- [Instructions to follow] Copy each line below in which the string "white" occurs.

-- Data extract follows --

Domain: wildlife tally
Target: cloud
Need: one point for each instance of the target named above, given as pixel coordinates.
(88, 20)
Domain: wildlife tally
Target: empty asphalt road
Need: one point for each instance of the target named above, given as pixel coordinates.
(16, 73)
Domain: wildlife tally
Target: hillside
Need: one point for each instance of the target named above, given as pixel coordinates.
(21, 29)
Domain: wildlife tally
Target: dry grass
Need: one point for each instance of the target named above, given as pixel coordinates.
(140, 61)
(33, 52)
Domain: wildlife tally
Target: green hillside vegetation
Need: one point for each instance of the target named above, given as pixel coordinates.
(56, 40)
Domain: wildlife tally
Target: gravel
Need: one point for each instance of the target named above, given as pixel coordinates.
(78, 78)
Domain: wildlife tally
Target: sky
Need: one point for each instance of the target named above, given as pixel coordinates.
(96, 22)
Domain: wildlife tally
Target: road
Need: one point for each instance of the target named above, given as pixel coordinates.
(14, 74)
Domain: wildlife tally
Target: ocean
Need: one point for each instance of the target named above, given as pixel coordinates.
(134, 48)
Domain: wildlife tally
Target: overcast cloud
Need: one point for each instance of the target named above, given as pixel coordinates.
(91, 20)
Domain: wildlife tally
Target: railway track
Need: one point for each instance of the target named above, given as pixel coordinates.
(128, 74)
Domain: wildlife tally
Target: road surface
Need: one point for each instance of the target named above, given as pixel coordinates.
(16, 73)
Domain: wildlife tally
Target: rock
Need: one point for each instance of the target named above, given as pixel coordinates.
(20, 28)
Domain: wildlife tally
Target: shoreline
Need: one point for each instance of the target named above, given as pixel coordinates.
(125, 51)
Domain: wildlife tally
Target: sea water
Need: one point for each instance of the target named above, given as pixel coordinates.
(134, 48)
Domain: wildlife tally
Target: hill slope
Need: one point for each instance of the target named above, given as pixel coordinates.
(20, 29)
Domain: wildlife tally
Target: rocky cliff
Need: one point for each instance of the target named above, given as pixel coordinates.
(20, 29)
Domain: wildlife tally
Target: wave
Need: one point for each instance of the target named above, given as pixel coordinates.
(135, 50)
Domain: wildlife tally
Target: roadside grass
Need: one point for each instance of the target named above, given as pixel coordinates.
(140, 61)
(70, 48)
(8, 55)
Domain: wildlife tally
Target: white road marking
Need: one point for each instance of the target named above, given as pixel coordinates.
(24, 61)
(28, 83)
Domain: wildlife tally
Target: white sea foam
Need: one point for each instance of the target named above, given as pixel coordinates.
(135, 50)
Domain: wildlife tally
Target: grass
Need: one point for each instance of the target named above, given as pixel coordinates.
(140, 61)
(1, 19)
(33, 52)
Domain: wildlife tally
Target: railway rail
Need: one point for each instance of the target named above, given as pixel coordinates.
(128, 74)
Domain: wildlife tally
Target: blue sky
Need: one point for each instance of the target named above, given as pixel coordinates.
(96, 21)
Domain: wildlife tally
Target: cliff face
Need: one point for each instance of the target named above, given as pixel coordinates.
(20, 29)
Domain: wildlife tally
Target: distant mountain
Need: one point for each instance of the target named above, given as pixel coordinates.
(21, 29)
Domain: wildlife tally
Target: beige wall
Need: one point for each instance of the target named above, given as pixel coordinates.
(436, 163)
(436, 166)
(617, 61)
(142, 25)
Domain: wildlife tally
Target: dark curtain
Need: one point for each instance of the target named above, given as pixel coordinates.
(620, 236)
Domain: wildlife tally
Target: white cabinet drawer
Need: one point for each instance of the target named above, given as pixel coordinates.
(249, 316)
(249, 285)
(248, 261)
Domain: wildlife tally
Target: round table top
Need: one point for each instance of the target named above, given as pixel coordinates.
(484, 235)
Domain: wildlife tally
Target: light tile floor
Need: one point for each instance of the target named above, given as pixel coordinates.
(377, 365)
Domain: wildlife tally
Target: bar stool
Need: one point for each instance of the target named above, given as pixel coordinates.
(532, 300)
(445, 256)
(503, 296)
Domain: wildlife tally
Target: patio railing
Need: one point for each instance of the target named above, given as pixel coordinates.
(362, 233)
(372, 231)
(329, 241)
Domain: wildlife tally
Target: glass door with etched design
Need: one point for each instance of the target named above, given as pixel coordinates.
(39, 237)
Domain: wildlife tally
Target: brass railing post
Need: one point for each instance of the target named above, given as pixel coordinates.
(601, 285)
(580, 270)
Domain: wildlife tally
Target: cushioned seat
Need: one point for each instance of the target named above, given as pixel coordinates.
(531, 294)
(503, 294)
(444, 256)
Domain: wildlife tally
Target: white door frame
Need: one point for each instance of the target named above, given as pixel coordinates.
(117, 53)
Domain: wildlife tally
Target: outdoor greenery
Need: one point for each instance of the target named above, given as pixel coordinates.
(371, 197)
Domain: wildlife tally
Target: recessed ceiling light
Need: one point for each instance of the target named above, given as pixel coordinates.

-- Data extract concluded --

- [Exercise output]
Target: white road marking
Target: white sea foam
Target: white cabinet drawer
Target: white door frame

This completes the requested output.